▶ _What you should do_
Turn all the items below into a numbered list with one line per number, skipping any blank lines and leaving out the pictures.

▶ _Record set_
---
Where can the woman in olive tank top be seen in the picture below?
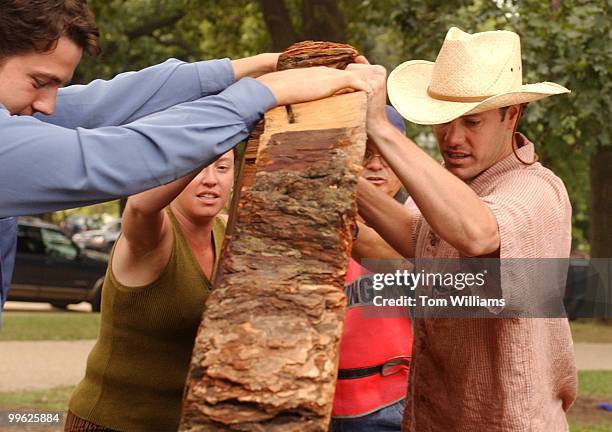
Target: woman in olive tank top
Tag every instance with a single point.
(158, 277)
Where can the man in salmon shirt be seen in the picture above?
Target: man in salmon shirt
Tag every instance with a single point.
(375, 347)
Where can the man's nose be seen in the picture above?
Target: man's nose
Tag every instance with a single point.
(209, 176)
(455, 134)
(374, 162)
(45, 102)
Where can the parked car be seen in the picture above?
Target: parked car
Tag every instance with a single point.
(78, 223)
(49, 267)
(101, 239)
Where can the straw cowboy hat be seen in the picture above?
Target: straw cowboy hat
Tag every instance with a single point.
(473, 73)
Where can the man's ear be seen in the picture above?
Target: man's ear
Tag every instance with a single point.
(514, 114)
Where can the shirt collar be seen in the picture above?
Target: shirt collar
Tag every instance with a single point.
(525, 151)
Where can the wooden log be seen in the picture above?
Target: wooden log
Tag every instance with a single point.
(266, 355)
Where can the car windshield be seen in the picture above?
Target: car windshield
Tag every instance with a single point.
(58, 245)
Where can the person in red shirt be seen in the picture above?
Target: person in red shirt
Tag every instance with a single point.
(376, 342)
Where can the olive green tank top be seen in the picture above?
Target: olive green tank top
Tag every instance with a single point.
(137, 369)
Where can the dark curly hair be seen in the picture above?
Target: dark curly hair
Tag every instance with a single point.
(36, 26)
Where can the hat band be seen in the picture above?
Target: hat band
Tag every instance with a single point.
(448, 98)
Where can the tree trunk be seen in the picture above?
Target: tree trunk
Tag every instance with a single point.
(266, 353)
(323, 20)
(278, 22)
(601, 203)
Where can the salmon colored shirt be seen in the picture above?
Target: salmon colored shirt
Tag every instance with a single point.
(478, 374)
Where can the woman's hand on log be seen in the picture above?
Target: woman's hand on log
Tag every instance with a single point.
(377, 99)
(306, 84)
(255, 66)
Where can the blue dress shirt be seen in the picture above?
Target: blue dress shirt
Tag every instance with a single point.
(115, 138)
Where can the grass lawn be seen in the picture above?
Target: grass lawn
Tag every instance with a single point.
(595, 387)
(590, 330)
(20, 326)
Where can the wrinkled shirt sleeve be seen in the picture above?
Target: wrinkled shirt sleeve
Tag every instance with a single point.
(132, 95)
(46, 167)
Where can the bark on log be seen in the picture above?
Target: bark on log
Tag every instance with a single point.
(266, 353)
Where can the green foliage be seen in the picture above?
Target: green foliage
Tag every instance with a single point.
(139, 33)
(563, 41)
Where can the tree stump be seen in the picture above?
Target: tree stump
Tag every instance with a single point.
(266, 353)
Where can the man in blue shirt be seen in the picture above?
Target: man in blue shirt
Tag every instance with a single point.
---
▶ _Solution for this problem_
1. Where can the woman in olive tank top be seen in the picture below?
2. Target: woman in olive tank top
3. Tag every instance with a single point.
4. (158, 277)
5. Where can the man in salmon shirt be seen in the picture above?
6. Target: man in salmon shirt
7. Tag every instance with a single point.
8. (375, 347)
9. Where can the man's nose be seen in the picture above?
10. Target: man's nose
11. Tag every instance with a single point.
12. (209, 176)
13. (455, 134)
14. (374, 162)
15. (45, 102)
16. Where can the parked car be seen in the picture above?
17. Target: parked car
18. Tag every instance with a single point.
19. (78, 223)
20. (49, 267)
21. (101, 239)
22. Where can the straw cowboy hat be seen in the picture above?
23. Target: straw cowboy hat
24. Tag every instance with a single point.
25. (473, 73)
26. Where can the man's ear be seen in the picture above?
27. Target: man's ear
28. Tag every instance with a single point.
29. (514, 114)
30. Where can the shirt collar be seen in the picture above?
31. Target: shirt collar
32. Tag every instance with a single point.
33. (525, 151)
34. Where can the wooden log be seen in the picture above?
35. Target: wooden log
36. Tag every instance with a single point.
37. (266, 355)
38. Where can the car windshield be seen in the picture above?
39. Target: car windshield
40. Tag every instance with a single point.
41. (58, 245)
42. Where can the person in red shirt be seen in the picture above?
43. Target: person in red shirt
44. Tag every instance with a single point.
45. (376, 342)
46. Where can the olive green tank top be seen in the picture above?
47. Target: olive green tank top
48. Tag every instance with a single point.
49. (137, 369)
50. Where can the dark curly hair be seen in the picture above?
51. Target: dark curly hair
52. Tag every instance with a single point.
53. (36, 26)
54. Where can the hat band be seen in the picture above?
55. Target: hat band
56. Tag every instance with a single point.
57. (448, 98)
58. Where can the tree trunk be seen in the picture above?
59. Target: tree trunk
60. Tag every instance with a single point.
61. (266, 353)
62. (323, 20)
63. (278, 22)
64. (601, 203)
65. Where can the salmon colored shirt be seen in the picture above?
66. Target: salmon colored shirt
67. Tag every instance with a single point.
68. (478, 374)
69. Where can the woman's hand on log be seen in the picture above?
70. Target: woman's hand on log
71. Tag every instance with a single point.
72. (377, 99)
73. (306, 84)
74. (255, 66)
75. Where can the blue dress shirt be seen in the picture above?
76. Target: blue dress shirt
77. Tag every instance with a single point.
78. (115, 138)
79. Where can the grass lawn be seen in the picture above?
80. Target: grass lawn
81. Tag every instance with a single point.
82. (595, 387)
83. (590, 330)
84. (20, 326)
85. Where can the wrinkled shirt sleeve be seen in the picture above?
86. Target: wrinkled shirt sleeve
87. Tag every instance with a single point.
88. (132, 95)
89. (46, 167)
90. Where can the bark on log be seen in the picture above?
91. Target: bark on log
92. Tag every instance with a single point.
93. (266, 353)
94. Where can the green foliage be seen in the picture above?
95. Target: green foliage
96. Tag every instance with a single point.
97. (139, 33)
98. (563, 41)
99. Where can the tree stump be seen in the picture above?
100. Target: tree stump
101. Tag every instance with a single point.
102. (266, 353)
103. Where can the man in blue shirt be seen in the picture above?
104. Target: man in blue shirt
105. Tag every instance with a single point.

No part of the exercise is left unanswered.